### DIRECTIONS
Reproduce everything in the listing below, from the line containing "The goal for" down to the line containing "positive clicks: (299, 341)", with both of those lines included.

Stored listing
━━━
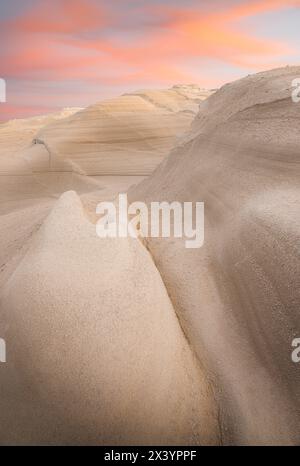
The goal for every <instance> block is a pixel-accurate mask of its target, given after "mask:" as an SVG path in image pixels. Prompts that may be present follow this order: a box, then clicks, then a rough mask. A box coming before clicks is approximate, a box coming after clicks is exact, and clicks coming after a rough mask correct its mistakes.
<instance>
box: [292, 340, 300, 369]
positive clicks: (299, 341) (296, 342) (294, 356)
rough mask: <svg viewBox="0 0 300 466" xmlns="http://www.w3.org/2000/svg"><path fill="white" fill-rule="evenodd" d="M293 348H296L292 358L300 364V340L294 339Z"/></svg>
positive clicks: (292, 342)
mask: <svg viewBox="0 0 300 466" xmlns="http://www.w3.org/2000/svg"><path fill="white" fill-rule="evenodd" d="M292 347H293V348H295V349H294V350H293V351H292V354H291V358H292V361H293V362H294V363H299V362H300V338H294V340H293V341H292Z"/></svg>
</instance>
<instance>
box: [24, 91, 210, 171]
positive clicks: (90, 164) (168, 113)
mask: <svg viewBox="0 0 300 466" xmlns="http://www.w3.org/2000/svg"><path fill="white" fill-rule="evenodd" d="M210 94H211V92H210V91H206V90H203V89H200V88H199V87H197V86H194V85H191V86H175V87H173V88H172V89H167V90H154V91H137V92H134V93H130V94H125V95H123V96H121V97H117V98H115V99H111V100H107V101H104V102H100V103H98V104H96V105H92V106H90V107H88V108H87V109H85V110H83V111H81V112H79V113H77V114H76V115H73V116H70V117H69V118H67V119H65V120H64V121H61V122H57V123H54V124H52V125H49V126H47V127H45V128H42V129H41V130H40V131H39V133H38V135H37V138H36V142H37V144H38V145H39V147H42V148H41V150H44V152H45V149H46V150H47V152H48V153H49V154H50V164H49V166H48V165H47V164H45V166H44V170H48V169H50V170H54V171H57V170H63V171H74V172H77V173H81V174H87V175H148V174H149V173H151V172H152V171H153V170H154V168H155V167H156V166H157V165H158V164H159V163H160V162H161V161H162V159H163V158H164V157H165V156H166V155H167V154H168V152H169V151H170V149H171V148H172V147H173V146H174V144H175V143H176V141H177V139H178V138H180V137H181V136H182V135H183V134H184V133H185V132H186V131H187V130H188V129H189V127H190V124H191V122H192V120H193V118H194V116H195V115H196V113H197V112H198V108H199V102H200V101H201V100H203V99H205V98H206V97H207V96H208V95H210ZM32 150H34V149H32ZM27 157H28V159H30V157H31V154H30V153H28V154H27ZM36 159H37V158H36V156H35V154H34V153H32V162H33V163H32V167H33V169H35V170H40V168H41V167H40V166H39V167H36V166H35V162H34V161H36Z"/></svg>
━━━
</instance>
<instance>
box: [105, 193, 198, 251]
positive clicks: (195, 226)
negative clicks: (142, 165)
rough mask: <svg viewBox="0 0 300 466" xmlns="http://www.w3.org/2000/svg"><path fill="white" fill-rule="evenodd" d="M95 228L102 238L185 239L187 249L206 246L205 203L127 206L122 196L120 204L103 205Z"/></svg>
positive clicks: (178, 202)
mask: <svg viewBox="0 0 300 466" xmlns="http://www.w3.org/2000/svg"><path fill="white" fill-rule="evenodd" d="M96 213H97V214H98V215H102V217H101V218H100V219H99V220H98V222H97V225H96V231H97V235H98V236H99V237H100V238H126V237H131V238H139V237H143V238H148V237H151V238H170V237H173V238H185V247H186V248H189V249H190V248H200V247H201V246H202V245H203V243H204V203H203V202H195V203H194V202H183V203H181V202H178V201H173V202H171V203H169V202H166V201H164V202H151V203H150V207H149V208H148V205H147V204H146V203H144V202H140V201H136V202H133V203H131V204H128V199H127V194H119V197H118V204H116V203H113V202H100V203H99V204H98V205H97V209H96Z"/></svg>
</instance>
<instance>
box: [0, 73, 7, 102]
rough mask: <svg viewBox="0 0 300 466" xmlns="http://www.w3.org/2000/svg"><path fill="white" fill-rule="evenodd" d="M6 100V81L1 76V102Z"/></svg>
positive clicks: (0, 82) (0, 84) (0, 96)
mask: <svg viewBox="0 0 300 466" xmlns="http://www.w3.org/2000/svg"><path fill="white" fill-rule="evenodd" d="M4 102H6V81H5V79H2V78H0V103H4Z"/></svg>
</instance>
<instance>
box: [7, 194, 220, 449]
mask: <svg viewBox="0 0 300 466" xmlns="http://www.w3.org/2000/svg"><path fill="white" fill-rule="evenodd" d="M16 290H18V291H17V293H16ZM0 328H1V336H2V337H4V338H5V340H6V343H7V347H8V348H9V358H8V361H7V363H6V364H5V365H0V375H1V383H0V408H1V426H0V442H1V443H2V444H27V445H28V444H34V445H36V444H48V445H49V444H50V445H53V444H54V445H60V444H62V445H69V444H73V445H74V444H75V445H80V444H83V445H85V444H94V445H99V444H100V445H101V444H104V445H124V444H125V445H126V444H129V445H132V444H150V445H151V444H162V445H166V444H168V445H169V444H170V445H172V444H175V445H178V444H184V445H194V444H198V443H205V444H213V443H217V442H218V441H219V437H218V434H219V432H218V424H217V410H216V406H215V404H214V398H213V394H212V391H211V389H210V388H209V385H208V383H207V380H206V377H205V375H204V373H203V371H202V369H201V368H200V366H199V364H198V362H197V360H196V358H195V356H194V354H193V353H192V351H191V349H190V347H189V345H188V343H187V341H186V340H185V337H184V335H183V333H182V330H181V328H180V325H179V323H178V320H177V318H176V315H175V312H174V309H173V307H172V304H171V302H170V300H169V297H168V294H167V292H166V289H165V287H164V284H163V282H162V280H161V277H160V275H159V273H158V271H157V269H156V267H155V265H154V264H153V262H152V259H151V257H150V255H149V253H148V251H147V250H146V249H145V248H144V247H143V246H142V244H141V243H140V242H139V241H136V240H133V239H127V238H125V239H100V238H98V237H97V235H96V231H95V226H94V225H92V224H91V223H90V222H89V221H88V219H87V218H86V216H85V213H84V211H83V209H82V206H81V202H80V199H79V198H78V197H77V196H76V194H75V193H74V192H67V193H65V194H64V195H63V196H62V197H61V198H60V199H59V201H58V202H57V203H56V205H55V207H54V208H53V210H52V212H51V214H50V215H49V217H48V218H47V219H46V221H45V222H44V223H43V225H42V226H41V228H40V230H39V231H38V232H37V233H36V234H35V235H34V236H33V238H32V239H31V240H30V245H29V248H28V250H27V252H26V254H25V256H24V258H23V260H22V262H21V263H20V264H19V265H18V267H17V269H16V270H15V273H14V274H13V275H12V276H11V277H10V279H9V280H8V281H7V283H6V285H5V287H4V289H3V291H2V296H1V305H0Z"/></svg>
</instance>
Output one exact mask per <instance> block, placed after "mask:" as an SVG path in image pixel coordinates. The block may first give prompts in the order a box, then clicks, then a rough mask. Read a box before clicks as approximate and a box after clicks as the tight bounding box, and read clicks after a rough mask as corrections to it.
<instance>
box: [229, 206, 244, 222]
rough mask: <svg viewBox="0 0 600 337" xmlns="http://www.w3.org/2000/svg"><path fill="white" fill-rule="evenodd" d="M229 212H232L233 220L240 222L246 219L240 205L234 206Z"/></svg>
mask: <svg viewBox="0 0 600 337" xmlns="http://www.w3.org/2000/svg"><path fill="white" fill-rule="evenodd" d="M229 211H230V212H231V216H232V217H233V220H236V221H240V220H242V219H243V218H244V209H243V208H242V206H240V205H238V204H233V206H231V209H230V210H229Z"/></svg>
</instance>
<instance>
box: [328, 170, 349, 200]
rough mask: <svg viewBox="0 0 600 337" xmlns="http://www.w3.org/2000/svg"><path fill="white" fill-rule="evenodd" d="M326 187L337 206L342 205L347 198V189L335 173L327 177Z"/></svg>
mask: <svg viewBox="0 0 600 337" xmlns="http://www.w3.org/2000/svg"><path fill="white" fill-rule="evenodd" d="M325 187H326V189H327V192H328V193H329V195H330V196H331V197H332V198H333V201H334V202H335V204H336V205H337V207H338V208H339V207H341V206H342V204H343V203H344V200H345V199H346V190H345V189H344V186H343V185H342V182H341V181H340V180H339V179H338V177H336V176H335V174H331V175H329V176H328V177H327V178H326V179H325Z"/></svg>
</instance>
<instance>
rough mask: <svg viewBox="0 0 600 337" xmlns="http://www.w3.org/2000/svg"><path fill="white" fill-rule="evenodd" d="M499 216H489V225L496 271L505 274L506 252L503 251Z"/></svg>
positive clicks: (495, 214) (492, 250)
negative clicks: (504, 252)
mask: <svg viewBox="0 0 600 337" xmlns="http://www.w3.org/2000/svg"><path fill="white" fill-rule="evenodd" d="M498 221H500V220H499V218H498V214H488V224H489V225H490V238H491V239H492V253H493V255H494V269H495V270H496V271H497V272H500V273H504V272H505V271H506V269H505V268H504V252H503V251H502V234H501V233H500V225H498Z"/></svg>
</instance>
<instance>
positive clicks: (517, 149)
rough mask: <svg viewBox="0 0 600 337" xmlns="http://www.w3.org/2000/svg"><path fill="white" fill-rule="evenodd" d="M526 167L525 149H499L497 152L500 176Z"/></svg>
━━━
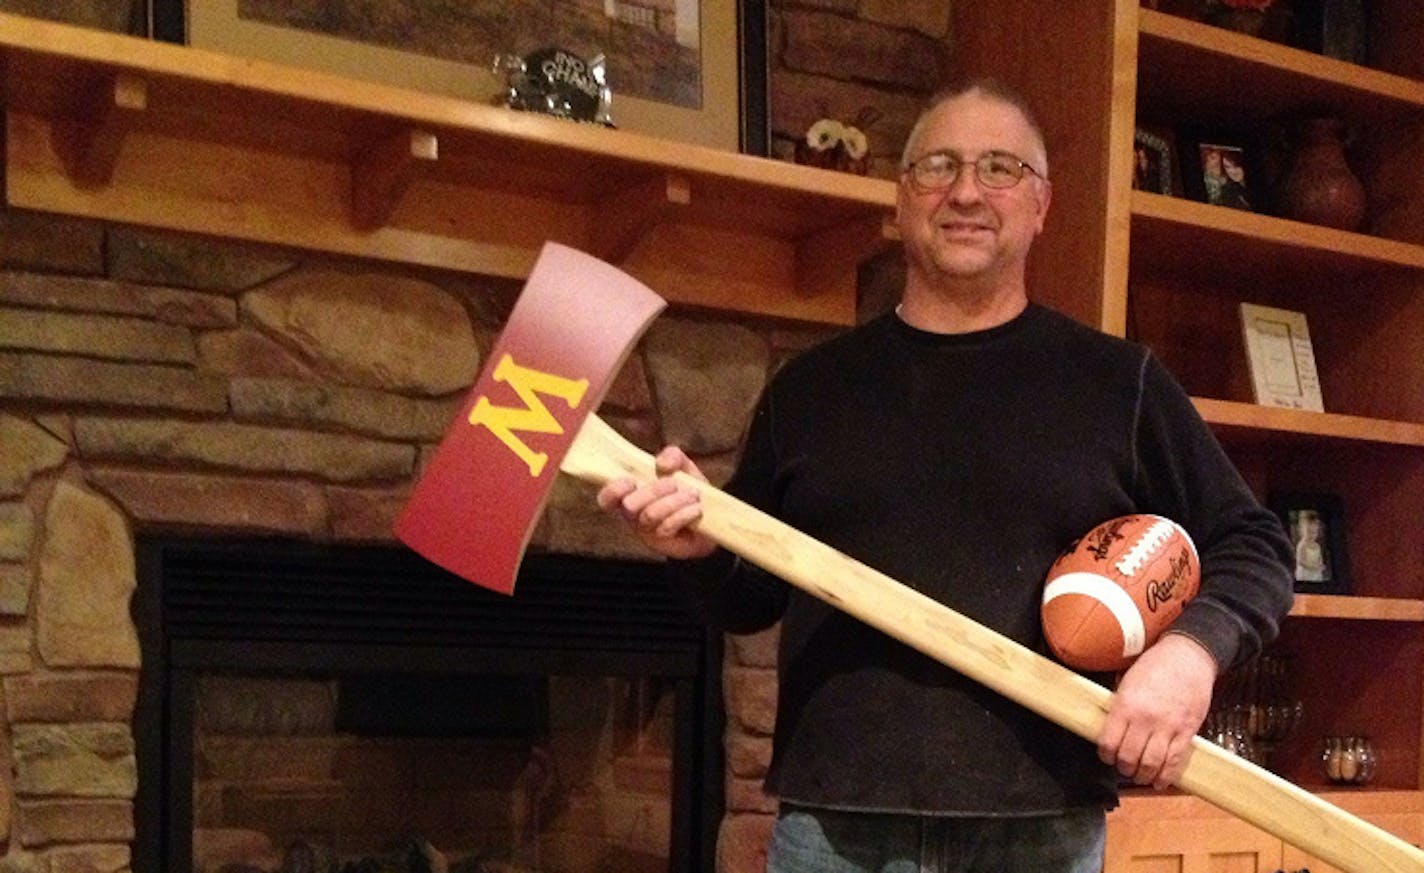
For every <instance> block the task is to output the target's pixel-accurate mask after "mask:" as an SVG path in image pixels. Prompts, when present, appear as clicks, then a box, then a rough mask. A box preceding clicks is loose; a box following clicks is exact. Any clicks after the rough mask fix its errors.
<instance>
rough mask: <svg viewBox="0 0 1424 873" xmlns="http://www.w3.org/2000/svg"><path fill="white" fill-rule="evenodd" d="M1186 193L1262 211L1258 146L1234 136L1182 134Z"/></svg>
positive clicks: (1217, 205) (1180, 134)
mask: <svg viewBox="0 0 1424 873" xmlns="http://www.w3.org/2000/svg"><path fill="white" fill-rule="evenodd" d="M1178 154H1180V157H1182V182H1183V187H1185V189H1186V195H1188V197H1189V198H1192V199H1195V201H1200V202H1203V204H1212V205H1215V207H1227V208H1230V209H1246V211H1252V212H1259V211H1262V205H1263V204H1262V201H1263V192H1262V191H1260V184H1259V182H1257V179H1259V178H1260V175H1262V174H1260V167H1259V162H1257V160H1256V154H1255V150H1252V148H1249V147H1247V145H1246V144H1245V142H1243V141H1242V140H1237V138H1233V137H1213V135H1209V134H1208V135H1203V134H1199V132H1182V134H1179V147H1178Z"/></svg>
━━━
### ANSWER TO THIS TASK
The goal for every <instance> block is a pixel-accurate mask of its target, given after "mask:" as an SVG path in image pixels. Prompts that may be present follow this order: a box, then clicks, then a rough mask. A box coming before clicks is approximate, a box coming after clicks is exact, and clicks coming after a rough mask correct its mistakes.
<instance>
box: [292, 340, 300, 369]
positive clicks: (299, 341) (296, 342) (294, 356)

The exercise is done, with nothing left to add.